» PASSAGE
════════════════

MillenniumPost
Opinion

Living with dementia

India has recently made headlines with the news that the country’s demographic dividend may be reaching its peak; census data released in September showed that India’s working age population (15-64 years old) is now 63.4 per cent of the total, as opposed to just under 60 per cent in 2001.

Moreover, the statistics also show that the dependency ratio – the ratio of children (0-14 years old) and the elderly (65-100 years old) to those in the working age – has shrunk to 0.55. In theory, this should be positive news for India – with a lower dependency ratio, stock capital, standard of living and the productive labour force increases, while economic pressures decrease, automatically improving the economic growth of the country.

════════════════

» Dataset entries
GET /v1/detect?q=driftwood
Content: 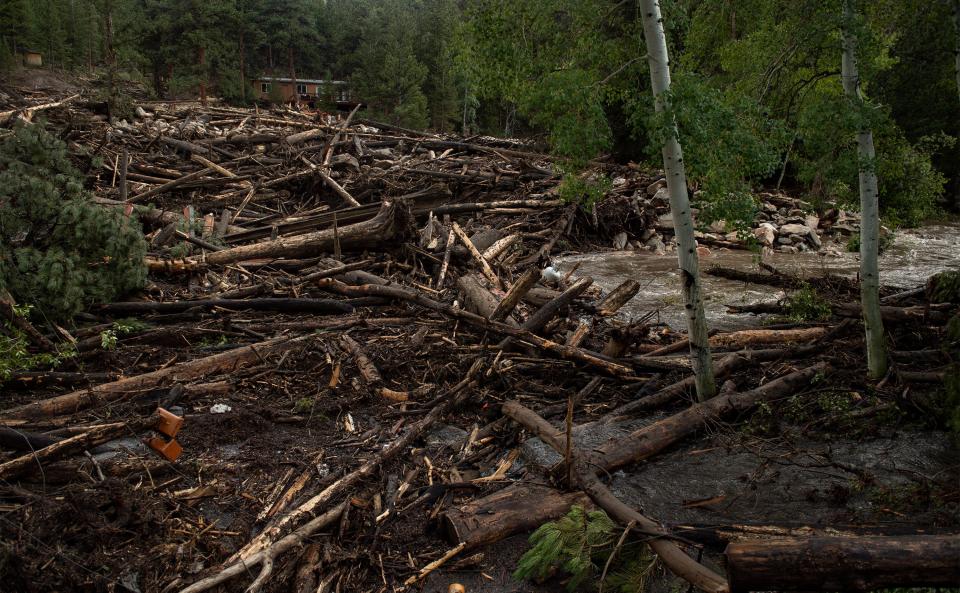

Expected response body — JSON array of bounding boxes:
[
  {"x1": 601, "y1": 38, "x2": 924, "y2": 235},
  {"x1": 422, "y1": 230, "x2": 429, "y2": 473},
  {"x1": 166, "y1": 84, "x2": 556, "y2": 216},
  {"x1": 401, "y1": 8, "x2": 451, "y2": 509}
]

════════════════

» PROBLEM TO SOLVE
Reproduce the op-ed word for word, everything from "India has recently" down to "of the country.".

» ANSWER TO THIS EXERCISE
India has recently made headlines with the news that the country’s demographic dividend may be reaching its peak; census data released in September showed that India’s working age population (15-64 years old) is now 63.4 per cent of the total, as opposed to just under 60 per cent in 2001.

Moreover, the statistics also show that the dependency ratio – the ratio of children (0-14 years old) and the elderly (65-100 years old) to those in the working age – has shrunk to 0.55. In theory, this should be positive news for India – with a lower dependency ratio, stock capital, standard of living and the productive labour force increases, while economic pressures decrease, automatically improving the economic growth of the country.